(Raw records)
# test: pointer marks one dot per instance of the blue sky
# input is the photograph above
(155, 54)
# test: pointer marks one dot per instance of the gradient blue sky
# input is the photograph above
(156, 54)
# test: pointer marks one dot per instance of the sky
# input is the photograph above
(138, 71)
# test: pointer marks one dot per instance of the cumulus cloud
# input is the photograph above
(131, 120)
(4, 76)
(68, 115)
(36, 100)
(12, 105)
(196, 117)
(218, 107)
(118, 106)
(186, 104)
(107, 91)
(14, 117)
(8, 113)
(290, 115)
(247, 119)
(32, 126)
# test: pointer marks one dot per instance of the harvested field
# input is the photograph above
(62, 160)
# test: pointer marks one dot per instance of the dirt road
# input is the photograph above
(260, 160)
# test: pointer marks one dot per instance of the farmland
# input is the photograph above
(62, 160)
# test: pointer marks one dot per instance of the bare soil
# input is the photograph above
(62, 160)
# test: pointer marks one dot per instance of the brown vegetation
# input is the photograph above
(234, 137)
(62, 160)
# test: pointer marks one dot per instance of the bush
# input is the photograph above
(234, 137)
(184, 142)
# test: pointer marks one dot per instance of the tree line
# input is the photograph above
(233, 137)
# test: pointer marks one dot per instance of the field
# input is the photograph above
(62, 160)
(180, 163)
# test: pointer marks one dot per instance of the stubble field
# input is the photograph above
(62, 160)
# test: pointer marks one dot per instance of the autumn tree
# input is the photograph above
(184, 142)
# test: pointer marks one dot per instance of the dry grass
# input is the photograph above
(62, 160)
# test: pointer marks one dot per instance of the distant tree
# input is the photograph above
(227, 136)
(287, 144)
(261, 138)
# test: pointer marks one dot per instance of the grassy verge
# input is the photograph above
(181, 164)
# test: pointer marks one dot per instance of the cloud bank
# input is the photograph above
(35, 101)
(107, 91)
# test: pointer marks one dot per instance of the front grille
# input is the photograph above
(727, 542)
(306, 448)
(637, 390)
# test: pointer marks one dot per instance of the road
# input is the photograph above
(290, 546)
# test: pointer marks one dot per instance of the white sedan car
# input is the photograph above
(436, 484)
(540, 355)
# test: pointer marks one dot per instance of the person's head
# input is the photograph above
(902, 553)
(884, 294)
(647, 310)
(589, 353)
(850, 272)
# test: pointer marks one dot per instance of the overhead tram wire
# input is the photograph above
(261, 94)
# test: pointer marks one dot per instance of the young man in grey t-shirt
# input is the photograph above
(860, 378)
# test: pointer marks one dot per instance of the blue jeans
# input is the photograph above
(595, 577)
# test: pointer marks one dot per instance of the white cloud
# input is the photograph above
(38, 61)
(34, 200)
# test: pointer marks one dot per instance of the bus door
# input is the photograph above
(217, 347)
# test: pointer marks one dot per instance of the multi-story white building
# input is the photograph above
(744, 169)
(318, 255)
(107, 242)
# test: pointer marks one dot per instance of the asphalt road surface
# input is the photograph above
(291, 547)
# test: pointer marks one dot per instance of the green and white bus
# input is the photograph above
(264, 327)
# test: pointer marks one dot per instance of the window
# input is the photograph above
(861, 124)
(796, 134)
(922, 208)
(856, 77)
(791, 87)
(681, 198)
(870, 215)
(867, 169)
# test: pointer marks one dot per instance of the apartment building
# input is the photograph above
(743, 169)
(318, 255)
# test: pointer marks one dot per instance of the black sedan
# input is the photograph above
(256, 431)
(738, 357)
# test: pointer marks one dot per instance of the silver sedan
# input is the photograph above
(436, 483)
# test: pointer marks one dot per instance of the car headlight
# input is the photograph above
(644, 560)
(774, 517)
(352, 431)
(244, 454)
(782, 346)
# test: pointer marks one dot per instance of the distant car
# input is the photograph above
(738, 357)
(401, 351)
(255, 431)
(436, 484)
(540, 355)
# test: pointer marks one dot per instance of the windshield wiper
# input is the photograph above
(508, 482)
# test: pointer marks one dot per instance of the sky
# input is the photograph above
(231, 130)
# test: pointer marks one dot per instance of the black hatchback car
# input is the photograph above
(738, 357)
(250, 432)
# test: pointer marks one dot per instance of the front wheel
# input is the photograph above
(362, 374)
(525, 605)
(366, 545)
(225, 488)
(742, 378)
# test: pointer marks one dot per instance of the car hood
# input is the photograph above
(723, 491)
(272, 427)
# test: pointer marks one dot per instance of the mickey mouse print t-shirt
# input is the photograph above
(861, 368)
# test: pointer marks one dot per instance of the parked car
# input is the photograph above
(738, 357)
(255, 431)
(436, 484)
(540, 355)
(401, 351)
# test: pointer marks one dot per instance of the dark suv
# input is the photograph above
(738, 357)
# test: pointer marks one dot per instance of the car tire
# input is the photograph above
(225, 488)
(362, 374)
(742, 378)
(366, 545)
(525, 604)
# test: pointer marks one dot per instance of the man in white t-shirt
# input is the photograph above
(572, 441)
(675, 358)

• **What the task asks**:
In the entries above, find the line containing "# test: pointer marks one dot per instance of the mickey". Set down that line and every line after it through the last one, exactly and alone.

• **Task output**:
# test: pointer marks one dot per instance of the mickey mouse print t-shirt
# input is the photograph above
(861, 368)
# test: pointer marks one dot per instance of the parked car
# input is the photograph above
(738, 357)
(255, 431)
(436, 484)
(540, 355)
(401, 351)
# test: pointer marks one dot per instance of the dark suv
# input is the photograph above
(738, 357)
# test: pointer marks one dot per instance of the car tire
# input is the photograph above
(225, 488)
(362, 374)
(742, 378)
(366, 545)
(525, 604)
# test: pointer marks one dot per instance of the man in white t-shirt
# input is the photograph above
(572, 441)
(675, 358)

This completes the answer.